### What you should do
Write out, exactly as they appear, only the lines running from the line with "Where can you find the horse's hind" to the final line of the listing; include both.

### Extracted data
::::::::::

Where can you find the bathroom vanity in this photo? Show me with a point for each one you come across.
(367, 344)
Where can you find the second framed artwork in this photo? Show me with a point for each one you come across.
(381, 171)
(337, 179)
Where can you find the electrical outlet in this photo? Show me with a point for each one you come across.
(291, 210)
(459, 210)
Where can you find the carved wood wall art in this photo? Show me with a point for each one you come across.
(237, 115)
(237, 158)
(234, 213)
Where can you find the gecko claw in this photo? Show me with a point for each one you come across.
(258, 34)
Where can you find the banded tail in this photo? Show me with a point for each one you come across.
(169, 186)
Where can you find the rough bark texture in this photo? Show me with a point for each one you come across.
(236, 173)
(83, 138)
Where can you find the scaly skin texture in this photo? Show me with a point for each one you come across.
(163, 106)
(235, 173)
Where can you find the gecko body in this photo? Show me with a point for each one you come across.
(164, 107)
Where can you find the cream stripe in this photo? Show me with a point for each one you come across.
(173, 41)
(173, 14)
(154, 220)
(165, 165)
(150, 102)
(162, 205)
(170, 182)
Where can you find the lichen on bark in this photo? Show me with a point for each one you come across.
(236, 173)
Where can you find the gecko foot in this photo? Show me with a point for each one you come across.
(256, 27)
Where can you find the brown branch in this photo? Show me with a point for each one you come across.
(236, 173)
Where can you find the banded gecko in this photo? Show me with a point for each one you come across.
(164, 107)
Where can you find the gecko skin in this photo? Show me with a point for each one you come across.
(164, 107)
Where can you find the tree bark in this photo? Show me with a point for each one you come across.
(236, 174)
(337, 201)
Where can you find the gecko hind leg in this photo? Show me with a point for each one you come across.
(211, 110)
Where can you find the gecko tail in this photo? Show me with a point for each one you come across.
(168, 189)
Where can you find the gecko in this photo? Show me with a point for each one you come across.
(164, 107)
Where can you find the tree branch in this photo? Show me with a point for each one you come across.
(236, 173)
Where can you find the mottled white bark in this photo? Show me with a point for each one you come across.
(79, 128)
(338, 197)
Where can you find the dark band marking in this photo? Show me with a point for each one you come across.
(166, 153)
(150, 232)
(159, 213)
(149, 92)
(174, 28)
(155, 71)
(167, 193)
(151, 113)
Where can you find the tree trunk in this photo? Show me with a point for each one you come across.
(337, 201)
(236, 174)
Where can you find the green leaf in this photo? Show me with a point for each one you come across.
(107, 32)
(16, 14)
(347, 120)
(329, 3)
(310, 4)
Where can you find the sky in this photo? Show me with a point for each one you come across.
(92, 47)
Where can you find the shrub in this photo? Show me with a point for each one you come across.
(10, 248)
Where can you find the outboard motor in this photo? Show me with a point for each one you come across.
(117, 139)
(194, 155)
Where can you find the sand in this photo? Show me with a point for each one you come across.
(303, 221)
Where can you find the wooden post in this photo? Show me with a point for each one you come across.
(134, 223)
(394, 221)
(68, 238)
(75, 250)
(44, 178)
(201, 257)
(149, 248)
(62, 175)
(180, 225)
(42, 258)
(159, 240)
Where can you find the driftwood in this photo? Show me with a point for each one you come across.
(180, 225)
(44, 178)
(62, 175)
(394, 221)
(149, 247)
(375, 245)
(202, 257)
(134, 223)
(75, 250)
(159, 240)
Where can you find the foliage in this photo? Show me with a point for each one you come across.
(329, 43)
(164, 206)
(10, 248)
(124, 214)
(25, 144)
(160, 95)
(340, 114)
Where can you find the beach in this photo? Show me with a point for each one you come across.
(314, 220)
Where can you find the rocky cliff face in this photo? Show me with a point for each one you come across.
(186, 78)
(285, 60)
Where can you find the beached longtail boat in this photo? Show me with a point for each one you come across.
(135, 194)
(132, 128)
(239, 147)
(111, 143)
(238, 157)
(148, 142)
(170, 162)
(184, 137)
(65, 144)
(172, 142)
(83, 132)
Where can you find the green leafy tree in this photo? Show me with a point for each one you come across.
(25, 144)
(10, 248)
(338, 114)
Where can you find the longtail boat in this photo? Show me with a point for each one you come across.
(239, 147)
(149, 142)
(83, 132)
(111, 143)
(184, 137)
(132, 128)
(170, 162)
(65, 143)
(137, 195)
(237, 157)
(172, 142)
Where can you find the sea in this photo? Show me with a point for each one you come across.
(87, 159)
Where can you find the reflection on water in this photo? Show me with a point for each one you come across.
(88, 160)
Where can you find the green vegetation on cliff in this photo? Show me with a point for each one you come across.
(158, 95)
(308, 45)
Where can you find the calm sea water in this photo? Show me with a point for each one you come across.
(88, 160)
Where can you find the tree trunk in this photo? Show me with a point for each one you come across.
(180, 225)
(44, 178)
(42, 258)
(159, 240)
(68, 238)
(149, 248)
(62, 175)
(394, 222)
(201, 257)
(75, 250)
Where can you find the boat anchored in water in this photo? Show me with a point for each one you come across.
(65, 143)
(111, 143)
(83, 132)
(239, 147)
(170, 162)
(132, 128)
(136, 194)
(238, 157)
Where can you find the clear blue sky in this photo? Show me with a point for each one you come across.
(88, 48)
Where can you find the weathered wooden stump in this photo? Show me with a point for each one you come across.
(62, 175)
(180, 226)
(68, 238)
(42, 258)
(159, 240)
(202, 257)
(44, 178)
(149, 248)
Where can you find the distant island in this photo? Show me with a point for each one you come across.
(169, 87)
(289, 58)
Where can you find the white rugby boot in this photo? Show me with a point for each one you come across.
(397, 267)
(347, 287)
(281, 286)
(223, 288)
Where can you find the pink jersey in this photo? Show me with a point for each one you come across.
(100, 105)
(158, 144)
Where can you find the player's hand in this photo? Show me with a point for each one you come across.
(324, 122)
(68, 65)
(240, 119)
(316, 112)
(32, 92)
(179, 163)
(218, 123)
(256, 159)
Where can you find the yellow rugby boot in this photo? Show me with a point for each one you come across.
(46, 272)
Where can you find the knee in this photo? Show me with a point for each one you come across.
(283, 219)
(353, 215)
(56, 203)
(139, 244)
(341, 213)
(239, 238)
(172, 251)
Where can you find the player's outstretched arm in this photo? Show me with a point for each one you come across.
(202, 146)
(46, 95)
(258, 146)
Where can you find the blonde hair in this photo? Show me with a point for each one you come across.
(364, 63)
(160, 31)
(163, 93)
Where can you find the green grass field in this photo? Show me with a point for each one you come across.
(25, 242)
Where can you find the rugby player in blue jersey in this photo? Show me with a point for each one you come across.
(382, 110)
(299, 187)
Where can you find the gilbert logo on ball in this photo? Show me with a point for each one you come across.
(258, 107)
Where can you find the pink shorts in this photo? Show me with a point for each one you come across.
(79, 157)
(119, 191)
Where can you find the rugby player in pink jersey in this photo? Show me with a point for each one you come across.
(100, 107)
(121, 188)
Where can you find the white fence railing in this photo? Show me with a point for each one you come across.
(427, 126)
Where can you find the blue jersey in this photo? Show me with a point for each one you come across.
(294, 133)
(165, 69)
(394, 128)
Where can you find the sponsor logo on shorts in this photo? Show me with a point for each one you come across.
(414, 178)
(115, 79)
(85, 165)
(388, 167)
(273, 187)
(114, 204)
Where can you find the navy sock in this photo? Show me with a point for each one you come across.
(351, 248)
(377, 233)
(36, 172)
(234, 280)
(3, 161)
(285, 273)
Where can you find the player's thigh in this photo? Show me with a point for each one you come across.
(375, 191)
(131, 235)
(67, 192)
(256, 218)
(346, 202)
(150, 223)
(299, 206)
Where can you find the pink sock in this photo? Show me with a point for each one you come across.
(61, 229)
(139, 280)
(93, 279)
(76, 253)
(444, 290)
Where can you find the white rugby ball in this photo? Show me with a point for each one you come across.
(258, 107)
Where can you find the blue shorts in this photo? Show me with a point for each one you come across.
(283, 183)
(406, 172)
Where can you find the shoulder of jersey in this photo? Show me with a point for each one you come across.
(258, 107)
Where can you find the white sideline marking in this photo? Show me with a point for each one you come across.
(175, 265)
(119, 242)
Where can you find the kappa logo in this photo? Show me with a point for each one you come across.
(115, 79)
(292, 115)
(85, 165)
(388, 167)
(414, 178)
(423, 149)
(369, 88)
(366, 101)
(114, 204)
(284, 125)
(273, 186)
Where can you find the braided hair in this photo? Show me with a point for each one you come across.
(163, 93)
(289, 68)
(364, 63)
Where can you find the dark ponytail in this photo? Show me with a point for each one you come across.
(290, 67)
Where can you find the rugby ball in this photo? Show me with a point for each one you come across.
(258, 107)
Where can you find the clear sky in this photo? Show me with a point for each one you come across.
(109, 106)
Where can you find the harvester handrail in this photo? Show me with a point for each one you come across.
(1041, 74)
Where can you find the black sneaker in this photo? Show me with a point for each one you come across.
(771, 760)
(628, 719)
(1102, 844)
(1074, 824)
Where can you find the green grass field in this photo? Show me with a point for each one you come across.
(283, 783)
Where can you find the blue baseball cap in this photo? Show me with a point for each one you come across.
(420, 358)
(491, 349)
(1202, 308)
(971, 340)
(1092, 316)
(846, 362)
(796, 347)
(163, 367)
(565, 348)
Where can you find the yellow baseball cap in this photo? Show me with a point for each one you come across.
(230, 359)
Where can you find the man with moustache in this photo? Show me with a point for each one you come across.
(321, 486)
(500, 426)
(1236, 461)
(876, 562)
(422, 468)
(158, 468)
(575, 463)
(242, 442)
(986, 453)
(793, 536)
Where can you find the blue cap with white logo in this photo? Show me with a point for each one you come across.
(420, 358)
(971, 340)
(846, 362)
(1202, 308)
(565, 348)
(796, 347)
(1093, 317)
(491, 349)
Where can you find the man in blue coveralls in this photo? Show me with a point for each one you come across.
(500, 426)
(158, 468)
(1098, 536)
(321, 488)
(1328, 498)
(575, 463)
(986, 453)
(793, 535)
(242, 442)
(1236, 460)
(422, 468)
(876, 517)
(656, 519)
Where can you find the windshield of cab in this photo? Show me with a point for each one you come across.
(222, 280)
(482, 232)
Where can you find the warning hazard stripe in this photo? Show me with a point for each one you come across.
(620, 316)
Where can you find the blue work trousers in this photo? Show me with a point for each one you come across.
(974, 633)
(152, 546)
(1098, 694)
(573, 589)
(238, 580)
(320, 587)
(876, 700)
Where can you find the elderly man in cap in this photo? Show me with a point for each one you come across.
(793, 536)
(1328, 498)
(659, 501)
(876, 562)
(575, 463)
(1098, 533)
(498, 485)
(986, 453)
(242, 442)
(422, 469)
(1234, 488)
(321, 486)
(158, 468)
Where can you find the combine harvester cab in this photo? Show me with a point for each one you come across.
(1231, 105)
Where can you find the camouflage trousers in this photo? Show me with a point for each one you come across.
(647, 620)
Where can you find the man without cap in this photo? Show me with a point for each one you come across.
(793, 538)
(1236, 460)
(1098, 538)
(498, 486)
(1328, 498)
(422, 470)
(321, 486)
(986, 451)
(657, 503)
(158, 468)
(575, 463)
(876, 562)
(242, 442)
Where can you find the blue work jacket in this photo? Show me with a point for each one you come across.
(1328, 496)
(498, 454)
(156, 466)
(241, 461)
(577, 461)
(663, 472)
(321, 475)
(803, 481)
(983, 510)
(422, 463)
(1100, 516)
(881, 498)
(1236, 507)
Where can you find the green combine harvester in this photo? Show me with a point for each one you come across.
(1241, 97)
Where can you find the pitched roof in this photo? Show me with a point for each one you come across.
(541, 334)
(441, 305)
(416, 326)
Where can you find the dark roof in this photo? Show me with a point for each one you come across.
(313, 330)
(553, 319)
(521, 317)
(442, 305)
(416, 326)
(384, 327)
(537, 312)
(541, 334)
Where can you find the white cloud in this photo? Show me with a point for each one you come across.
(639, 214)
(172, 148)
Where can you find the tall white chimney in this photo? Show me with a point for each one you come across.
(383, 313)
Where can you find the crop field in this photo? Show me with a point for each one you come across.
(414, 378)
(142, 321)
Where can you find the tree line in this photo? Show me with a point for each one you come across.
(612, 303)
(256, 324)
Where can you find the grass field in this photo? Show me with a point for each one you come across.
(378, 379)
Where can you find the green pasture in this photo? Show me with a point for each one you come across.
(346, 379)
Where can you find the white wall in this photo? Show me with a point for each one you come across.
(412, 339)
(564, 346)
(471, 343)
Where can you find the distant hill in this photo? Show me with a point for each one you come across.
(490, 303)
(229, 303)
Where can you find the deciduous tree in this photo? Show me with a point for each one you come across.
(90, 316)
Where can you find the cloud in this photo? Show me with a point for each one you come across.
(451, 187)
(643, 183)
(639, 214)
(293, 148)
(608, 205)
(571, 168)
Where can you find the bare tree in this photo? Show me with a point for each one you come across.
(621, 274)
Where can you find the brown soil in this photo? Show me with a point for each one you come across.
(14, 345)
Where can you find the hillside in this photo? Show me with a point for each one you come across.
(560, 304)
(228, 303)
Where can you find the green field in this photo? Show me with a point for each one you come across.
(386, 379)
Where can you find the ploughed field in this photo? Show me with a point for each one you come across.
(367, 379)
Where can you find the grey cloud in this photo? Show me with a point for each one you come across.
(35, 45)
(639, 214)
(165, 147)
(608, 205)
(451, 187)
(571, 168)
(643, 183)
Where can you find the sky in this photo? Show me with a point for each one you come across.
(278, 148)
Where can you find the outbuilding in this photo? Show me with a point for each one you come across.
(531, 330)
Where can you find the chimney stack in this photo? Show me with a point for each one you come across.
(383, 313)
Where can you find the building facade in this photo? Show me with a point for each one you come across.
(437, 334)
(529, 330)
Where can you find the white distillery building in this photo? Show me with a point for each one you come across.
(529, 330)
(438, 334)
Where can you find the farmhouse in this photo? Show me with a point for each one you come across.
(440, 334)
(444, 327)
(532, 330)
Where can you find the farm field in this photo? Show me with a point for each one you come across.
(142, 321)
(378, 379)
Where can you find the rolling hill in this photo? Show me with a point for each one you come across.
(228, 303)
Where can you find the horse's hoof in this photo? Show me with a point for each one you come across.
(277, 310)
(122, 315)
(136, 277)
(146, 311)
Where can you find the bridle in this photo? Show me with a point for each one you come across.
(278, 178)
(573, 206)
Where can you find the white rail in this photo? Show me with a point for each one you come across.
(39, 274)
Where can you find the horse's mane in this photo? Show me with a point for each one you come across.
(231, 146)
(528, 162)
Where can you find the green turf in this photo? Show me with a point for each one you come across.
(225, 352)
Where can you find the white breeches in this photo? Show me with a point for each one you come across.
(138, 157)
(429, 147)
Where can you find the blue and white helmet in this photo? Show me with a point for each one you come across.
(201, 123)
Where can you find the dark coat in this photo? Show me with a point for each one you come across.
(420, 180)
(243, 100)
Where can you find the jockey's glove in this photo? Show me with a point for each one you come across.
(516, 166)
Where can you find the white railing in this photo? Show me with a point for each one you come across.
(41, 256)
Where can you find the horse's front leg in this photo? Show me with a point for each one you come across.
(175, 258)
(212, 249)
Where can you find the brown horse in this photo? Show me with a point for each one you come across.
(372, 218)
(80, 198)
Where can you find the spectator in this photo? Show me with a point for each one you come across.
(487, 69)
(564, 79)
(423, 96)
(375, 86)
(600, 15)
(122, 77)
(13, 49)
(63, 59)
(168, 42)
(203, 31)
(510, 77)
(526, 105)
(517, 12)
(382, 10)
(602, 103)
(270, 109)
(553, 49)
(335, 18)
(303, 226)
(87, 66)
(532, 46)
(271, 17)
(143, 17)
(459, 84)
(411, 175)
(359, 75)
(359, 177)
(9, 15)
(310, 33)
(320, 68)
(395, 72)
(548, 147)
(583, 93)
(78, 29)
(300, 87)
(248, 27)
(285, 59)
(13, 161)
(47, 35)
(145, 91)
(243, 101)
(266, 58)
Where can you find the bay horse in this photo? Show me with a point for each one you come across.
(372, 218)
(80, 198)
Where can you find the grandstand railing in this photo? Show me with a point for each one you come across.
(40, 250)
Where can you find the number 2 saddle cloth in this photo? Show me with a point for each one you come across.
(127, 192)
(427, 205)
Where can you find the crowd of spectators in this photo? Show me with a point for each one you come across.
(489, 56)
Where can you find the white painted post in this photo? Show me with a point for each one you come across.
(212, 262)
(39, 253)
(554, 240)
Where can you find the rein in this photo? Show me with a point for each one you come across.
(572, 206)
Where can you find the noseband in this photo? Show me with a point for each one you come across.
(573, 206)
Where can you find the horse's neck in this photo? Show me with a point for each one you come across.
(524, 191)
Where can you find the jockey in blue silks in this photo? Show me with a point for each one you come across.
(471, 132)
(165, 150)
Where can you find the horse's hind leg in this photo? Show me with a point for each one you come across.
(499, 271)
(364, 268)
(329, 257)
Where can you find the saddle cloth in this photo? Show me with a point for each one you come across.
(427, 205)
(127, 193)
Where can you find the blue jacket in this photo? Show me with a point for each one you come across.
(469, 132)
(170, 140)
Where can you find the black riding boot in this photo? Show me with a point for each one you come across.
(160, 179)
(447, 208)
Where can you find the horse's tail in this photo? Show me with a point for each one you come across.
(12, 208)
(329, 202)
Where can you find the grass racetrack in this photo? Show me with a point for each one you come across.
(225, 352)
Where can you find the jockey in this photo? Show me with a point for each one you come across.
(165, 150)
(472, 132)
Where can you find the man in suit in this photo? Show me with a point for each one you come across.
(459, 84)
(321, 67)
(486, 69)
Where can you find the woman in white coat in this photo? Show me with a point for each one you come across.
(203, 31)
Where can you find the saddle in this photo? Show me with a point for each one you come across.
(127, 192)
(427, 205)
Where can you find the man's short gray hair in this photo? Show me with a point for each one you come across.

::::::::::

### Solution
Where can you find the horse's hind leg in this photo? Show me with a point for each one you come across.
(499, 271)
(364, 268)
(329, 257)
Where can you find the saddle cloth in this photo? Show me with a point for each one you come across.
(427, 205)
(127, 193)
Where can you find the blue jacket in this photo? Show me with a point for each one you come across.
(469, 132)
(170, 140)
Where can you find the black riding boot in this photo? Show me with a point for each one you come across.
(160, 179)
(447, 208)
Where can you find the horse's tail in this photo? Show me with a point for each one you come across.
(12, 208)
(329, 202)
Where can you find the grass racetrack in this photo? Show me with a point for each one you come across.
(225, 352)
Where can you find the jockey in this photo? Show me with a point for each one you come across.
(165, 150)
(472, 132)
Where can you find the man in suit in this photo? Show me with a point for each one you come across.
(459, 84)
(321, 67)
(486, 69)
Where can you find the woman in white coat in this photo? Show me with a point for each one you come across.
(203, 31)
Where can you find the saddle in this photo? Show me with a point for each one you come across.
(127, 192)
(427, 205)
Where can you find the man's short gray hair in this photo? Show me with a point for each one you come across.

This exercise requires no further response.